It is hereby declared to be in the public interest to promote the health, safety and welfare of the residents of the city by providing procedures for the abatement of nuisances as declared by the city council of the City of Glendale, which abatement procedures shall be in addition to all other proceedings authorized by this code or otherwise by law.
(Ord. 5801, § 5, 6-25-2013)
For the purpose of this chapter the following words and phrases shall have the meanings given herein:
“Abatement”
means the demolition, removal, repair, maintenance, construction, reconstruction, replacement, or reconditioning of structures, appliances or equipment; or the removal, transportation, disposal and treatment of waste and abandoned materials and equipment capable of harboring, breeding, or attracting rodents or insects or producing odors or blight.
“Attractive nuisance”
means any condition, instrumentality, or machine which is unsafe and unprotected and thereby dangerous to young children by reason of their inability to appreciate the peril which exists, and which may reasonably be expected to attract young children to the premises and risk injury by playing with, in, or on it. Attractive nuisances may include, but shall not be limited to:
1. 
Abandoned and/or broken equipment;
2. 
Swimming pools being used contrary to permitted swimming or other pool uses and pools that are not maintained, subject to state or local regulations requiring, without limitation, that pools be clean and free of standing or stagnant water, pursuant to chapter 8.72
3. 
Neglected machinery.
4.

▸ **REQUEST 1**
In the nuisance abatement text, the definition of "Abatement" first names a set of actions applied to structures, appliances or equipment. List each of those actions.

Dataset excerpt
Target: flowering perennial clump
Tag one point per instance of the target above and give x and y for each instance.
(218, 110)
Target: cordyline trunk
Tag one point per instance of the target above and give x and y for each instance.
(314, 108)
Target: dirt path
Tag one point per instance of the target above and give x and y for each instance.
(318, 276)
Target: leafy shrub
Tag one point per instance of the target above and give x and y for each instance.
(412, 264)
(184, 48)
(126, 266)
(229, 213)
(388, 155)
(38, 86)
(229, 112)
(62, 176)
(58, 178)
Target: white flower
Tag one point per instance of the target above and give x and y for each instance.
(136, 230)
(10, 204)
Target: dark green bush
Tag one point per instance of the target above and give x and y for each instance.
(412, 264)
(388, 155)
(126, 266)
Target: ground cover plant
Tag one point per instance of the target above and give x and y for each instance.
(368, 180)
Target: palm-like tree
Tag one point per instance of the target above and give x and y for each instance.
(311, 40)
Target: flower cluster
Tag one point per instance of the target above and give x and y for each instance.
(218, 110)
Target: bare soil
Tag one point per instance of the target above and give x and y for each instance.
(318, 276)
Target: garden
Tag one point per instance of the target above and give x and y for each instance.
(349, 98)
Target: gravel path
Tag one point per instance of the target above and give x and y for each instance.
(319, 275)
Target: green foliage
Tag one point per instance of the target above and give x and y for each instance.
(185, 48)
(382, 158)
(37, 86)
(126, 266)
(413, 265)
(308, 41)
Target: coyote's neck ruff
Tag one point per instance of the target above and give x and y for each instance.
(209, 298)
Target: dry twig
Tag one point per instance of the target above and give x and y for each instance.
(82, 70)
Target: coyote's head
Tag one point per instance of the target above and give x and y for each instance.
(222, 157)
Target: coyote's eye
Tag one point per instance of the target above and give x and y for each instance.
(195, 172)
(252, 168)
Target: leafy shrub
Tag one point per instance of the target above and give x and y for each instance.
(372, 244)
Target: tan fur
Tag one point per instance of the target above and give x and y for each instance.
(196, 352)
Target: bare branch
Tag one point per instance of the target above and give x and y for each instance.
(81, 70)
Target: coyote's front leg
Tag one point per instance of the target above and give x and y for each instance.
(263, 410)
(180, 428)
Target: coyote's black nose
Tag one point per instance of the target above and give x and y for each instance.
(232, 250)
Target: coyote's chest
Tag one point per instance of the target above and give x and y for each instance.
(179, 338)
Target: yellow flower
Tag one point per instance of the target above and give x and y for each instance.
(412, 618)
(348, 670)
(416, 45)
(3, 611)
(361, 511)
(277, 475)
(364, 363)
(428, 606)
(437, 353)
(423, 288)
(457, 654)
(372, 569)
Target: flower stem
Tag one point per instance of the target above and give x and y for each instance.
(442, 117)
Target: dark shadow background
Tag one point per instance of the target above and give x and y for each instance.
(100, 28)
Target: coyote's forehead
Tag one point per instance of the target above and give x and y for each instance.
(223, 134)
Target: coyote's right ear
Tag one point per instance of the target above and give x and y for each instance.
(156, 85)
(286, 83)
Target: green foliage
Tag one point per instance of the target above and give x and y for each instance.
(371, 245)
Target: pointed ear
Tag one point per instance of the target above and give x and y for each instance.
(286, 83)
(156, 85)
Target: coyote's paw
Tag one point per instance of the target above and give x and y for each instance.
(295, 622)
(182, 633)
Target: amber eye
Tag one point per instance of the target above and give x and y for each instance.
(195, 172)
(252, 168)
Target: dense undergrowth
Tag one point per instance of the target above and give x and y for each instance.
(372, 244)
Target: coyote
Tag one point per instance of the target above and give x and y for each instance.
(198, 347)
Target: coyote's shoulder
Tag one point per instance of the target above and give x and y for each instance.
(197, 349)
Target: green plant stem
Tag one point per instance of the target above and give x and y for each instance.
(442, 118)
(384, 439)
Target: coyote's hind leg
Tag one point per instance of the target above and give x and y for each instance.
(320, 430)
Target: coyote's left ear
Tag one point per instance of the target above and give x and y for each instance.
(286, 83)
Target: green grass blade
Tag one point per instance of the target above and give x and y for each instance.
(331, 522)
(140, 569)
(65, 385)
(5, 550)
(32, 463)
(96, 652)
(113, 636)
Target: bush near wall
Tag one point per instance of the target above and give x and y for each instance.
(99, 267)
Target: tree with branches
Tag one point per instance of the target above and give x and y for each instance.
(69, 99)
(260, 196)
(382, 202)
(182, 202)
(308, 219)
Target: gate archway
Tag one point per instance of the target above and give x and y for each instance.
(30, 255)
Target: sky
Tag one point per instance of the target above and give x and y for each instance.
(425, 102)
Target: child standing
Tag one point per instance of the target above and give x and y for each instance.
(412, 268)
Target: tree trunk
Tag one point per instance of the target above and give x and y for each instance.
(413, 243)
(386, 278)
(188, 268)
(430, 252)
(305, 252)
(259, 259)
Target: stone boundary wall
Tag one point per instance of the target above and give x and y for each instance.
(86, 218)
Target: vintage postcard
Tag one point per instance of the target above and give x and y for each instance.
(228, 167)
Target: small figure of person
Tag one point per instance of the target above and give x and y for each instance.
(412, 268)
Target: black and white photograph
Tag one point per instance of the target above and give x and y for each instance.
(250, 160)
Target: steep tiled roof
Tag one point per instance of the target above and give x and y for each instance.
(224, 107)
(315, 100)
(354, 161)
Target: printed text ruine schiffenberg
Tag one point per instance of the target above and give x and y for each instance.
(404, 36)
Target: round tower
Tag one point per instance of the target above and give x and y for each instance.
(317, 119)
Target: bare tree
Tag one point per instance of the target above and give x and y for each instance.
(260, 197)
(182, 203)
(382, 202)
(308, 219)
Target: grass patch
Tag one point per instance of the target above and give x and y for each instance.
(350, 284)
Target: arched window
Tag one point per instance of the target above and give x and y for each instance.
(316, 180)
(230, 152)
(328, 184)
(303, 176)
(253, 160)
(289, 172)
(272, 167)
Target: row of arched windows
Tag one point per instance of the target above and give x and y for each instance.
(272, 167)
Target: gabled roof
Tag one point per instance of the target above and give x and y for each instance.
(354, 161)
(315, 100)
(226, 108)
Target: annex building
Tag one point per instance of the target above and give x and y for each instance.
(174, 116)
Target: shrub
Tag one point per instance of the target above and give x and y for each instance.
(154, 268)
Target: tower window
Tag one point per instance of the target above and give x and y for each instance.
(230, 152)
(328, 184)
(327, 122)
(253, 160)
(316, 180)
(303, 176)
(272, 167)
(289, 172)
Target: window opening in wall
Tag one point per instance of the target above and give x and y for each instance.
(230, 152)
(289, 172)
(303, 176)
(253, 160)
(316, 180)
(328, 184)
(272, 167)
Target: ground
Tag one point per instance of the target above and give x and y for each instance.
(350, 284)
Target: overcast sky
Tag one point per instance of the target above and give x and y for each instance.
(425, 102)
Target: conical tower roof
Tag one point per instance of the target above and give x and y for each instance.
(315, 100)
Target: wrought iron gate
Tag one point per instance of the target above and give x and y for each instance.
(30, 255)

▸ **REQUEST 2**
Copy out every line of the records that contains the string "trunk". Match case exactly.

▸ **EXERCISE RESPONSE 1**
- demolition
- removal
- repair
- maintenance
- construction
- reconstruction
- replacement
- reconditioning

▸ **EXERCISE RESPONSE 2**
Target: cordyline trunk
Target: tree trunk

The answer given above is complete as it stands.